— start of Extracted records —

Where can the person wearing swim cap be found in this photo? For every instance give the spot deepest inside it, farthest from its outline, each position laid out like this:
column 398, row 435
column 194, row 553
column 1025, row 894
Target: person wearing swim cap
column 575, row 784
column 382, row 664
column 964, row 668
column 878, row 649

— end of Extracted records —
— start of Extracted records —

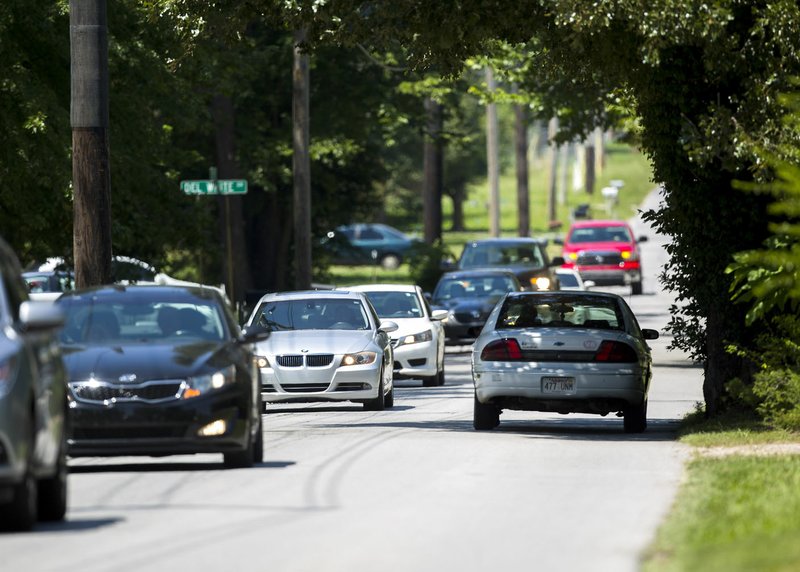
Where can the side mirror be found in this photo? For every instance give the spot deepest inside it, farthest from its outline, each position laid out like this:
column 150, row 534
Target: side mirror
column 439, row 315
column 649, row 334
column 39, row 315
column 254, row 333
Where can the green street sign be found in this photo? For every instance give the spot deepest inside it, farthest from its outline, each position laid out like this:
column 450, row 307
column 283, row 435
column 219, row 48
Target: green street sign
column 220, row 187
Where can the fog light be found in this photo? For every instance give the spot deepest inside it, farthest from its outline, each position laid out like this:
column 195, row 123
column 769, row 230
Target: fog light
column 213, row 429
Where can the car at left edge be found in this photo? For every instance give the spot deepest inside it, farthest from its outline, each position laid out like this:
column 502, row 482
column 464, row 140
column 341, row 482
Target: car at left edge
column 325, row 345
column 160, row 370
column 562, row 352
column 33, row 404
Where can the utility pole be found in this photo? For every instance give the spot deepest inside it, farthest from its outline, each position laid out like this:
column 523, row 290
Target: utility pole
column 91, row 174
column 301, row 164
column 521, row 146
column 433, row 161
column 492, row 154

— end of Extracted records —

• [Exercise details]:
Put the lines of the entries above into a numbered list, starting with the line containing "Where can the person" and going on through the line containing "column 878, row 649", and leave out any blank lines.

• [Problem solution]:
1. Where can the person wearing swim cap be found in this photo? For every instance give the spot deepest inside it, farthest from its outline, each position laid out like this:
2. column 398, row 435
3. column 194, row 553
4. column 1025, row 894
5. Target: person wearing swim cap
6. column 575, row 784
7. column 382, row 664
8. column 964, row 668
9. column 878, row 649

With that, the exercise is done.